Each line containing the string "outcrop" should be copied out of the entries.

━━━━━ AVAILABLE RECORDS ━━━━━

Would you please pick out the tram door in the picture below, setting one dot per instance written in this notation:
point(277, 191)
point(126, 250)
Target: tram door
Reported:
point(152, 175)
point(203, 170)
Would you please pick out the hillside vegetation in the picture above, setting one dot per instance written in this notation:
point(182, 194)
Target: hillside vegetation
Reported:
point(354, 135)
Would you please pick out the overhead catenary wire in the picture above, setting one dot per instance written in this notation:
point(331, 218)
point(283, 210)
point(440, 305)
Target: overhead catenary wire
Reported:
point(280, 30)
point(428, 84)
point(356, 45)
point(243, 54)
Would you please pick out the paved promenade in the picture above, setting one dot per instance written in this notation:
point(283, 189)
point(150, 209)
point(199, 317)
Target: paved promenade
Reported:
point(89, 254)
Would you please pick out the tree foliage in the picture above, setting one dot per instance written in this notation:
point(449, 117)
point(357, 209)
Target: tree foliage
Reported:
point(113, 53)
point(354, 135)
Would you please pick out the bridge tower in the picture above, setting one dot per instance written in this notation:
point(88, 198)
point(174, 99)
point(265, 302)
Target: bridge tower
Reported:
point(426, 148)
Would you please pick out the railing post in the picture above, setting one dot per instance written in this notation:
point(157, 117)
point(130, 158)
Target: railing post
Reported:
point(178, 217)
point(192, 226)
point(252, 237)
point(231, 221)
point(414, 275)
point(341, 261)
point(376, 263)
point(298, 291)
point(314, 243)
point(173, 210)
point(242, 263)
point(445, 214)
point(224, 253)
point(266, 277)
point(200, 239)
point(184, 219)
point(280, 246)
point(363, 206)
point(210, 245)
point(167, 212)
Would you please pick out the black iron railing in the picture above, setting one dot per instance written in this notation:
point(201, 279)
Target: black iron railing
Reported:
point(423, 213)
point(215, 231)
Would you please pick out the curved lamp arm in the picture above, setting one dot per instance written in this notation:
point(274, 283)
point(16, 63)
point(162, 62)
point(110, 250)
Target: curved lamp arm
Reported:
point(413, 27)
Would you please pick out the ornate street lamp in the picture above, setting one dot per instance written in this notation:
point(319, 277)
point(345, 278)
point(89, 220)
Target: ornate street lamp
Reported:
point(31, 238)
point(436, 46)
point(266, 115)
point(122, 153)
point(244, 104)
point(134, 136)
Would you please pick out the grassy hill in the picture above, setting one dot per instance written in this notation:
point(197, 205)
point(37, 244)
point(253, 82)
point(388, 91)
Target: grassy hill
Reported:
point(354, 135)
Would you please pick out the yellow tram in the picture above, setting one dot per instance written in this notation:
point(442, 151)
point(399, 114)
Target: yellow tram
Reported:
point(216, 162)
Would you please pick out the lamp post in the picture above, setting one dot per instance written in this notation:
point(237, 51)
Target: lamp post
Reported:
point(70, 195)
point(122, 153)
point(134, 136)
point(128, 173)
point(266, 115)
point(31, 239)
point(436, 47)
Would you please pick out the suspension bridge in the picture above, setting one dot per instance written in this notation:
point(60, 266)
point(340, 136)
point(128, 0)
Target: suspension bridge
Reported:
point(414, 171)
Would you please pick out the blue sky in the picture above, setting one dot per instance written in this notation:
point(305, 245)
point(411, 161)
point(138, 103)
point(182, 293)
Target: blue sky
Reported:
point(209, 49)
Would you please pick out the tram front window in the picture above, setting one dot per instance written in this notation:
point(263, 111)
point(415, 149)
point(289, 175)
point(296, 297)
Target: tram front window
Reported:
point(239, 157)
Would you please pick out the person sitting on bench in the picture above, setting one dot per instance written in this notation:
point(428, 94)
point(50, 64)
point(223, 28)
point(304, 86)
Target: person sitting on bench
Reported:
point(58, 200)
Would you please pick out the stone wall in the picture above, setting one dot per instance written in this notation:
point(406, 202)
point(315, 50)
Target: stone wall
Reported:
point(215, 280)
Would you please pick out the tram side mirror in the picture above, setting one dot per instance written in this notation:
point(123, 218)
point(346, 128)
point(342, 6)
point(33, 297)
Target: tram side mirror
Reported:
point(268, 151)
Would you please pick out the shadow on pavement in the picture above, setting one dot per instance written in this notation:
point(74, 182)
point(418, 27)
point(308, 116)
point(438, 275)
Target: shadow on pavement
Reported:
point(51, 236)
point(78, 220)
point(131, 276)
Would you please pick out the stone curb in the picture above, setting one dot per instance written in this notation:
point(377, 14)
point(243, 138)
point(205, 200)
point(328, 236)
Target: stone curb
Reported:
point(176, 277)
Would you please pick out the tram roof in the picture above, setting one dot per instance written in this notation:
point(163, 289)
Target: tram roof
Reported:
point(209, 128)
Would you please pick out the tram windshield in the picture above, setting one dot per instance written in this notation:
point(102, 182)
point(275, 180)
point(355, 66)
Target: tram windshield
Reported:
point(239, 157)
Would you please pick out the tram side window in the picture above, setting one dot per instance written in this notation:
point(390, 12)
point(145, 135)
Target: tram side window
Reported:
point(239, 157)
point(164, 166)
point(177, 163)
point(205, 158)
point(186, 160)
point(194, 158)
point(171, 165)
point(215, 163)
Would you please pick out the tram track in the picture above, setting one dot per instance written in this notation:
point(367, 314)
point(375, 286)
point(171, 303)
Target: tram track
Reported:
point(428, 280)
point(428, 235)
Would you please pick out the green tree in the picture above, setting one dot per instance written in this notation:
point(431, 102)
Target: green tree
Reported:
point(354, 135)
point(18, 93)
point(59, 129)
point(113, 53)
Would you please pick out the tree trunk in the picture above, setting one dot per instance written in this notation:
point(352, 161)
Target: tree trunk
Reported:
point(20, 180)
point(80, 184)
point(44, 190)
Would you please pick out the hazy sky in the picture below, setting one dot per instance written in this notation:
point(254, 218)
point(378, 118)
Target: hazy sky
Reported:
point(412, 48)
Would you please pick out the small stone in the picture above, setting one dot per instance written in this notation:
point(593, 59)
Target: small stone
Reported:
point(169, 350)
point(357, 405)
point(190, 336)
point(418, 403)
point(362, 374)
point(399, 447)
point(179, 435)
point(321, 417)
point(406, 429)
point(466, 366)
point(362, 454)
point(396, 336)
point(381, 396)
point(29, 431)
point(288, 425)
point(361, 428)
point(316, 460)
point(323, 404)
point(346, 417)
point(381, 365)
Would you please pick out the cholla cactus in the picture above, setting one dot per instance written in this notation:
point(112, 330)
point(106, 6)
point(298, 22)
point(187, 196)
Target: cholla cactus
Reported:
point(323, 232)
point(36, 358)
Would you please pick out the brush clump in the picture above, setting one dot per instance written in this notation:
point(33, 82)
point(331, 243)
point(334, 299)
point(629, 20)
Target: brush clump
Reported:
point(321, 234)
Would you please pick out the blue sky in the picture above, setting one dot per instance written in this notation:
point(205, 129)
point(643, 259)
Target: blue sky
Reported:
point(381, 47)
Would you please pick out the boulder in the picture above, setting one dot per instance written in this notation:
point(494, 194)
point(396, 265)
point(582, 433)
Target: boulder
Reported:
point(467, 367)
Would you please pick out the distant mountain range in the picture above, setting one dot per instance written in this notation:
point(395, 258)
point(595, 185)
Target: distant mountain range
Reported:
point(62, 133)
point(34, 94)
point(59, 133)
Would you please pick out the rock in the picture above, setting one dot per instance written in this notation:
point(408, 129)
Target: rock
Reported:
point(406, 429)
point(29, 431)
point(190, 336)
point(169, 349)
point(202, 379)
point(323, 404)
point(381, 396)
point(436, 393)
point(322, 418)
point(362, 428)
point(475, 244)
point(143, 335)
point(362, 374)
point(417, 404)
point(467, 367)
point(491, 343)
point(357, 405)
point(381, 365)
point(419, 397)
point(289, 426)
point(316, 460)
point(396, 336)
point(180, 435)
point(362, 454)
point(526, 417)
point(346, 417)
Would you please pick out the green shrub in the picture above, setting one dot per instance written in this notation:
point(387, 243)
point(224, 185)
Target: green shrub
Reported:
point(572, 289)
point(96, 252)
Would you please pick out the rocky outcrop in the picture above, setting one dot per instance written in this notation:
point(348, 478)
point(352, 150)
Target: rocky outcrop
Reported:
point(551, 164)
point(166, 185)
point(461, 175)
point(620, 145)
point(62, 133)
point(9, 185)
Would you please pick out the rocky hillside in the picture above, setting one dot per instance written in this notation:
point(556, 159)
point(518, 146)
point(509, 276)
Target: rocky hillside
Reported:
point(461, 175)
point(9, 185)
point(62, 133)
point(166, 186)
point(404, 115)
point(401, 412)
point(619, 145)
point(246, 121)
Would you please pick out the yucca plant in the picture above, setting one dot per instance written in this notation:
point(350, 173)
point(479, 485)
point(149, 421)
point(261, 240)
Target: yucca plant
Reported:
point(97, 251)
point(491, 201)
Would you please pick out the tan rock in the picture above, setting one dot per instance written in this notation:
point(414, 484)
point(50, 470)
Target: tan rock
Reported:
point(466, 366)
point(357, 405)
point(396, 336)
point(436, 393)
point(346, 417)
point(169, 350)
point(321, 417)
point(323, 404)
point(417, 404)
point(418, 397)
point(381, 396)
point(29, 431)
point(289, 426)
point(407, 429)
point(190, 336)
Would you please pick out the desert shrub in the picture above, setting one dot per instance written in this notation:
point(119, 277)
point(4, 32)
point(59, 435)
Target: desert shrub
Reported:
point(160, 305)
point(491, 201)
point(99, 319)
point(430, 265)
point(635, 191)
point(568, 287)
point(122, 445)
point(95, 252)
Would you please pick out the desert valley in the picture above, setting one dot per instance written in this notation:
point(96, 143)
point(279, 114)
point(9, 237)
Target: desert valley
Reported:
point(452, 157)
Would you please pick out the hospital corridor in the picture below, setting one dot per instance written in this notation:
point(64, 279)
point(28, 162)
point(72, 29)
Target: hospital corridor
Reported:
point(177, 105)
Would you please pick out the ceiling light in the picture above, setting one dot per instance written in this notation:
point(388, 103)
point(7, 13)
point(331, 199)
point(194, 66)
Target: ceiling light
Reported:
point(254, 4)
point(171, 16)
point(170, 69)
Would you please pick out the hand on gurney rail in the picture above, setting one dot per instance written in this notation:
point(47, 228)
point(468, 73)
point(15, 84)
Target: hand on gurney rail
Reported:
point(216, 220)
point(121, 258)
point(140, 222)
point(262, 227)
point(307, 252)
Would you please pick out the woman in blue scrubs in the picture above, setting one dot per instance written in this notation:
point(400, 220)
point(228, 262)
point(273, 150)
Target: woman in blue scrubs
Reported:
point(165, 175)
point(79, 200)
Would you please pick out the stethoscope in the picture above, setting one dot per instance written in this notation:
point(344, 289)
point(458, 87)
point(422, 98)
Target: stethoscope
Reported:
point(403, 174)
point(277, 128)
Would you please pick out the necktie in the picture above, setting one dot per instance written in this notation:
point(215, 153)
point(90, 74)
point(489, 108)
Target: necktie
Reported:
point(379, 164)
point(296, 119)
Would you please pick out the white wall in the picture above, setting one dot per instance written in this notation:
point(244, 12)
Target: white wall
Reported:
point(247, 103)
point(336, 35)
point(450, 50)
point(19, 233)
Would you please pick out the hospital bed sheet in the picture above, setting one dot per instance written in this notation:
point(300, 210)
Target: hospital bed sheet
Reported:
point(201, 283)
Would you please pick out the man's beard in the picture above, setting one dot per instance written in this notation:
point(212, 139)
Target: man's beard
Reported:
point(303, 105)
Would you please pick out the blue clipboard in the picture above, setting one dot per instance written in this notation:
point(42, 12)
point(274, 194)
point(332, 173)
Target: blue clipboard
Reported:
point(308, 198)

━━━━━

◆ SOLUTION TO THIS EXERCISE ◆
Would you please pick out the rocky outcrop in the picture above, setting one dot per instance written in this notation:
Target: rocky outcrop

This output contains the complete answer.